» WHAT IS BEING ASKED: Your task is to transcribe all of the records exactly and leave out the pictures.
↓
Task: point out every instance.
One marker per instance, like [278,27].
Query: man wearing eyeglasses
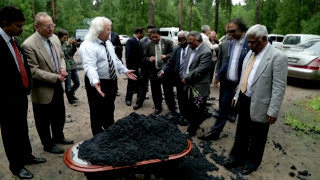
[48,69]
[229,75]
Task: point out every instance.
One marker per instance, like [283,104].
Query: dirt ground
[286,152]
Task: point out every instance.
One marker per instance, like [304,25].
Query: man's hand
[272,120]
[160,74]
[98,88]
[130,74]
[63,72]
[152,59]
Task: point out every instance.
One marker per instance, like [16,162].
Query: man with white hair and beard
[100,65]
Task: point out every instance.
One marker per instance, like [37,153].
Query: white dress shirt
[95,61]
[254,70]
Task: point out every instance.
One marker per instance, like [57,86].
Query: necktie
[111,65]
[23,71]
[244,82]
[54,55]
[159,62]
[182,61]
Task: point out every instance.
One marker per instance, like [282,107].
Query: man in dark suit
[174,69]
[14,100]
[260,94]
[196,78]
[48,68]
[158,51]
[229,75]
[134,57]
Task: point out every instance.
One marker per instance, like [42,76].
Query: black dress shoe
[157,111]
[54,149]
[33,160]
[209,136]
[247,170]
[128,103]
[137,106]
[232,164]
[24,174]
[63,141]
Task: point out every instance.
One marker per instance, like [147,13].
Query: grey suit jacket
[42,70]
[199,69]
[269,84]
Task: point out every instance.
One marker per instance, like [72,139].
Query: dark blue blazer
[134,54]
[222,75]
[13,91]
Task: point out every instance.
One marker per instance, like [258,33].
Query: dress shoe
[210,136]
[33,160]
[54,149]
[137,106]
[24,174]
[157,111]
[128,103]
[232,163]
[63,141]
[247,170]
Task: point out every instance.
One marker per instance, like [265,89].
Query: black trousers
[52,117]
[14,131]
[101,108]
[156,91]
[251,136]
[226,94]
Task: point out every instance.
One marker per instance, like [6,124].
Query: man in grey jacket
[260,94]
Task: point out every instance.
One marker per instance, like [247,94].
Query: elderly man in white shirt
[100,65]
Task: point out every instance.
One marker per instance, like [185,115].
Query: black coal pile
[133,139]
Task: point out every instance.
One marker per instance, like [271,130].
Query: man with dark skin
[14,99]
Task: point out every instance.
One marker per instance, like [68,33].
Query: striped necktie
[111,65]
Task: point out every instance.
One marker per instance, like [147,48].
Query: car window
[292,40]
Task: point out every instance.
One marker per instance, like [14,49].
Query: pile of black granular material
[133,139]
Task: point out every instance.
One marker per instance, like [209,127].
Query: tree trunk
[258,12]
[190,20]
[180,14]
[151,13]
[216,21]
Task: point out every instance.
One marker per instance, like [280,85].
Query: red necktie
[23,71]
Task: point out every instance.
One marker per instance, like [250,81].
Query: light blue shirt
[95,62]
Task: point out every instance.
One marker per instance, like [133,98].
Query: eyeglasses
[232,31]
[49,26]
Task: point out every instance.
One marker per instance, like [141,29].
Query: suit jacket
[223,55]
[134,54]
[166,46]
[43,74]
[14,91]
[198,76]
[172,67]
[222,75]
[269,84]
[116,42]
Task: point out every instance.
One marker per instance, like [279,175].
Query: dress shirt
[7,39]
[95,62]
[233,69]
[193,53]
[254,69]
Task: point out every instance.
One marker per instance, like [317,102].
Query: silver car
[304,60]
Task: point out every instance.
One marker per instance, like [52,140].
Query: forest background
[279,16]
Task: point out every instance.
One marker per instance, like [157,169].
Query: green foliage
[315,103]
[298,125]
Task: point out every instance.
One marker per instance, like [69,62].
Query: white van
[170,33]
[291,40]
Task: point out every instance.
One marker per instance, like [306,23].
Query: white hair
[258,30]
[96,27]
[184,33]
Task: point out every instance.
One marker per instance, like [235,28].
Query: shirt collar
[5,36]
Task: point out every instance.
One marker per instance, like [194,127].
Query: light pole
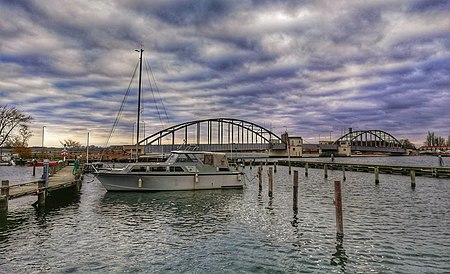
[289,149]
[42,154]
[43,127]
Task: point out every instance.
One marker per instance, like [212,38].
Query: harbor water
[388,228]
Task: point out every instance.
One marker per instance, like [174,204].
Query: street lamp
[43,127]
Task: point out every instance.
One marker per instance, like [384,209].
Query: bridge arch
[370,138]
[214,131]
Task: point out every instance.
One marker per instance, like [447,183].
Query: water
[389,228]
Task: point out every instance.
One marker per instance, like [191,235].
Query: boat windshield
[183,158]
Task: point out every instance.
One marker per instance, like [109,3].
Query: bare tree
[71,143]
[13,123]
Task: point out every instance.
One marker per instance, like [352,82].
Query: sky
[312,67]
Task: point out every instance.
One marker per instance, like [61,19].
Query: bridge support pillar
[413,178]
[377,179]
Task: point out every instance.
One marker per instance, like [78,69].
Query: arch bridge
[371,141]
[218,134]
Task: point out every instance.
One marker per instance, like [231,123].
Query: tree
[13,123]
[406,143]
[69,143]
[434,140]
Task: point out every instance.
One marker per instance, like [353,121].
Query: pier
[429,171]
[60,177]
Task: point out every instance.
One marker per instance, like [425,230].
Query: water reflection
[180,213]
[339,258]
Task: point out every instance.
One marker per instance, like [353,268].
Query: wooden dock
[428,171]
[60,178]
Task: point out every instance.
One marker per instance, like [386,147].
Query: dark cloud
[310,66]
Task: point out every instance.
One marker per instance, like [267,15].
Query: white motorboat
[183,170]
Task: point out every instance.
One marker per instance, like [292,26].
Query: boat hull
[166,182]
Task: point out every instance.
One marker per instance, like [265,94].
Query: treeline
[434,140]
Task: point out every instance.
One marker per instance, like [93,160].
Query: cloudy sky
[313,67]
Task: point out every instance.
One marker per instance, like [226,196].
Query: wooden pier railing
[59,177]
[441,172]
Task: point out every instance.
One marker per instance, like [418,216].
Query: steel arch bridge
[371,140]
[218,134]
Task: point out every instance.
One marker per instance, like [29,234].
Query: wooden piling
[5,188]
[42,193]
[413,178]
[4,196]
[46,171]
[377,177]
[270,182]
[260,177]
[338,205]
[295,192]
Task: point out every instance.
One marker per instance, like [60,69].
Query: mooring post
[4,196]
[42,193]
[377,178]
[270,182]
[413,178]
[260,177]
[295,189]
[5,188]
[34,167]
[46,170]
[338,205]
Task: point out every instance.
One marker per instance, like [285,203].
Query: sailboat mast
[139,106]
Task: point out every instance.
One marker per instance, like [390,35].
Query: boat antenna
[139,105]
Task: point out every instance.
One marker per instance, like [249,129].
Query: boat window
[138,169]
[187,158]
[176,169]
[208,159]
[158,168]
[172,158]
↑
» SOLUTION FOR THIS TASK:
Task: point out every instance.
One marker per instance, like [278,27].
Query: man wearing eyeglasses
[48,69]
[229,75]
Task: point out every instance.
One marker per instance, like [283,104].
Query: dirt ground
[286,152]
Task: point out every instance.
One marker per instance, like [304,25].
Query: man's hand
[272,120]
[160,74]
[98,88]
[130,74]
[63,72]
[152,59]
Task: point out every instance.
One marker per instance, like [16,162].
Query: man with white hair and beard
[100,65]
Task: point out every instance.
One marker per instance, like [37,153].
Query: white dress shirt
[95,61]
[254,70]
Task: point out every instance.
One marker per instance, like [57,86].
Query: necktie
[111,65]
[23,71]
[244,82]
[54,55]
[159,62]
[182,61]
Task: point out every instance.
One marker per instance, like [282,107].
Query: man in dark suit
[174,69]
[14,100]
[260,94]
[196,78]
[48,68]
[158,51]
[229,75]
[134,57]
Task: point out every instance.
One marker per instance, like [42,76].
Query: black dress shoe
[157,111]
[54,149]
[33,160]
[209,136]
[247,170]
[128,103]
[137,106]
[232,164]
[24,174]
[63,141]
Task: point out every instance.
One marker per instance, like [147,13].
Query: grey suit jacket
[42,70]
[199,69]
[269,84]
Task: point out every instance.
One marker per instance, like [72,139].
Query: dark blue blazer
[134,54]
[222,75]
[13,91]
Task: point out every instance.
One marker per instance, like [258,33].
Query: dress shoe
[210,136]
[33,160]
[54,149]
[137,106]
[24,174]
[157,111]
[128,103]
[232,163]
[63,141]
[247,170]
Task: point out every instance.
One marker per instance, like [265,89].
Query: black trousers
[52,117]
[14,131]
[101,108]
[156,91]
[251,136]
[226,94]
Task: point out every instance.
One marker per instance, like [6,124].
Query: man in grey jacket
[260,94]
Task: point out every instance.
One marker per instance, like [247,94].
Query: elderly man in white shirt
[100,65]
Task: point out every instance.
One marker per instance, like [185,115].
Query: black coal pile
[133,139]
Task: point out every instance.
One marker per instance, like [271,130].
Query: man with dark skin
[14,99]
Task: point out every instance.
One marker per instance, like [68,33].
Query: striped necktie
[111,65]
Task: point out every instance.
One marker per instance, like [147,48].
Query: car window
[292,40]
Task: point out every instance.
One marker per instance, like [14,49].
Query: pile of black granular material
[133,139]
Task: point out every instance.
One marker per instance, like [209,127].
Query: tree trunk
[258,12]
[190,20]
[180,14]
[151,13]
[216,21]
Task: point out every instance.
One marker per instance, like [280,85].
Query: red necktie
[23,71]
Task: point out every instance.
One marker per instance, like [250,81].
Query: light blue shirt
[95,62]
Task: point out every instance.
One marker per instance, like [133,98].
Query: eyeglasses
[232,31]
[49,26]
Task: point out every instance.
One marker per instance, like [141,29].
Query: suit jacket
[223,55]
[134,54]
[166,46]
[43,74]
[14,91]
[198,76]
[172,67]
[222,75]
[269,84]
[116,42]
Task: point out every instance.
One marker per instance, like [279,175].
Query: dress shirt
[7,39]
[95,62]
[233,69]
[193,53]
[254,69]
Task: point out every instance.
One marker per instance, like [317,102].
Query: silver car
[304,60]
Task: point out every instance.
One marker per instance, like [52,140].
Query: forest background
[279,16]
Task: point out every instance.
One marker per instance, like [157,169].
Query: green foliage
[315,103]
[298,125]
Task: point out every instance.
One marker per instance, like [69,62].
Query: white van
[170,33]
[291,40]
Task: point out every instance.
One marker per instance, like [306,23].
Query: white hair
[258,30]
[96,27]
[184,33]
Task: point out every instance.
One marker per instance, like [235,28].
Query: shirt collar
[5,36]
Task: point out every instance.
One marker per instance, like [194,127].
Query: light pole
[289,149]
[42,154]
[43,127]
Task: point out every instance.
One marker per instance, like [212,38].
Query: harbor water
[388,228]
Task: point out every instance.
One marker per instance, like [174,204].
Query: street lamp
[43,127]
Task: point out every instance.
One marker per instance, like [384,209].
Query: bridge arch
[370,138]
[214,131]
Task: point out every instance.
One marker per instance, like [447,183].
Query: water
[389,228]
Task: point out every instance.
One marker per instance, like [191,235].
Query: boat windshield
[183,158]
Task: point out every instance.
One marker per instance, like [109,3].
Query: bare tree
[71,143]
[13,123]
Task: point out every instance.
One marker per instance, like [352,82].
Query: sky
[312,67]
Task: point out every instance.
One marker per instance, like [61,19].
Query: bridge support pillar
[413,178]
[377,179]
Task: point out every instance.
One marker per instance, like [78,69].
Query: arch bridge
[371,141]
[218,134]
Task: point out every instance.
One marker per instance, like [231,123].
Query: tree
[13,123]
[406,143]
[69,143]
[434,140]
Task: point out every instance.
One marker per instance, like [353,121].
Query: pier
[429,171]
[60,177]
Task: point out every instance.
One marker per instance, like [425,230].
Query: water reflection
[180,213]
[339,258]
Task: point out every instance.
One marker per instance, like [353,268].
Query: wooden dock
[428,171]
[60,178]
Task: point out every instance.
One marker per instance, like [386,147].
Query: dark cloud
[310,66]
Task: point out every instance.
One marker per instance, like [267,15].
Query: white motorboat
[183,170]
Task: point out every instance.
One marker per instance, like [292,26].
Query: boat hull
[166,182]
Task: point out every instance.
One marker per instance, like [265,94].
Query: treeline
[434,140]
Task: point out every instance.
One marker per instance, like [93,160].
Query: cloudy sky
[313,67]
Task: point out every instance.
One marker per instance, like [226,196].
Query: wooden pier railing
[59,177]
[441,172]
Task: point out every instance.
One marker per instance, like [418,216].
Query: steel arch bridge
[371,140]
[218,134]
Task: point out every instance.
One marker per instance, like [29,234].
Query: wooden piling
[5,188]
[42,193]
[413,178]
[4,196]
[46,171]
[377,177]
[270,182]
[260,177]
[338,205]
[295,192]
Task: point out every instance.
One marker per instance, like [60,69].
Query: mooring post
[4,196]
[42,193]
[377,178]
[270,182]
[413,178]
[260,177]
[295,189]
[5,188]
[34,167]
[46,170]
[338,205]
Task: point out every instance.
One marker per instance, like [285,203].
Query: sailboat mast
[139,106]
Task: point out every instance.
One marker per instance, like [390,35].
Query: boat antenna
[139,105]
Task: point out every instance.
One marker per instance, like [249,129].
Query: boat window
[138,169]
[187,158]
[176,169]
[208,159]
[158,168]
[172,158]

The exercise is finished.